* **Prompt**
Set down, without any change, every line of the rows below from the line containing "of the forested" down to the line containing "xmin=155 ymin=378 xmax=768 ymax=1024", with both of those lines included.

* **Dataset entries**
---*---
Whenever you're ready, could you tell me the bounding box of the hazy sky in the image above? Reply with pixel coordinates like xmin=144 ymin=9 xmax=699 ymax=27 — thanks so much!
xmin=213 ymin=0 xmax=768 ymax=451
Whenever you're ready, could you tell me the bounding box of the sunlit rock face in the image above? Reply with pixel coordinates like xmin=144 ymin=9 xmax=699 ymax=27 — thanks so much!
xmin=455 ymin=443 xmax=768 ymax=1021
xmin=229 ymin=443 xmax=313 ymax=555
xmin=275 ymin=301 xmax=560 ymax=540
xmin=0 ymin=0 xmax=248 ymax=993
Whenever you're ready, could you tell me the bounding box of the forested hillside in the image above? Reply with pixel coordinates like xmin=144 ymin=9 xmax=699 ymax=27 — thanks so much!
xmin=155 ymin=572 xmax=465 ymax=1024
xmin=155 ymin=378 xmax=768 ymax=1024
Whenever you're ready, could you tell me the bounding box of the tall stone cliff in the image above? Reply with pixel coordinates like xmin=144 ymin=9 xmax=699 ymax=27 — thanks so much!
---*---
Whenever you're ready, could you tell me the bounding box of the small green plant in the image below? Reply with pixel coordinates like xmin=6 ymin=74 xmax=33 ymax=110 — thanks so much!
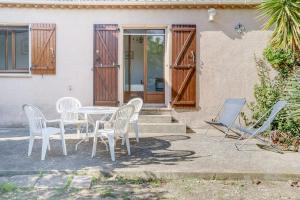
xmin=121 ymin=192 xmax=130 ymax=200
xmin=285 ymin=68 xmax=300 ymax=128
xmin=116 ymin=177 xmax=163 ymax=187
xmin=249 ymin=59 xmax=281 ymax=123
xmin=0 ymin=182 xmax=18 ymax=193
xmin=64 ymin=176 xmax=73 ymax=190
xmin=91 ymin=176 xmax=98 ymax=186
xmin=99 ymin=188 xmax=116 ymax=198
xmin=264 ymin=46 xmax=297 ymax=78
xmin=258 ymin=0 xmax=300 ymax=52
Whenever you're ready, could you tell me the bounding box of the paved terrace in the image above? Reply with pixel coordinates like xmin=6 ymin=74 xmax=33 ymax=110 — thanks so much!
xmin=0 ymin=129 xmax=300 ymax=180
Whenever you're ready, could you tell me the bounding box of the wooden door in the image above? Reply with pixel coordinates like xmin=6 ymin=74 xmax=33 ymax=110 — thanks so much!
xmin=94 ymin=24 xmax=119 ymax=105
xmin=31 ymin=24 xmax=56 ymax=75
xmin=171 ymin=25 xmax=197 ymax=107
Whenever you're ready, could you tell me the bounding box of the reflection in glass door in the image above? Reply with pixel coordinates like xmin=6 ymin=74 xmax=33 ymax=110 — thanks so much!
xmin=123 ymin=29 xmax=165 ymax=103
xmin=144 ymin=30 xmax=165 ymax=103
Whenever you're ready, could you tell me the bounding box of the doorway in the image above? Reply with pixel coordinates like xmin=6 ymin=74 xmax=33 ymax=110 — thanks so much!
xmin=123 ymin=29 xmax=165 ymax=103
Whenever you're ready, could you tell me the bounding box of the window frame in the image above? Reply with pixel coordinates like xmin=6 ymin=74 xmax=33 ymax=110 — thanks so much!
---*---
* **Result of the exercise**
Whenever you're ready, could you tell me the bounding box of the forested hillside in the image above? Reply with pixel coordinates like xmin=144 ymin=9 xmax=699 ymax=27 — thanks so much!
xmin=155 ymin=572 xmax=465 ymax=1024
xmin=155 ymin=378 xmax=768 ymax=1024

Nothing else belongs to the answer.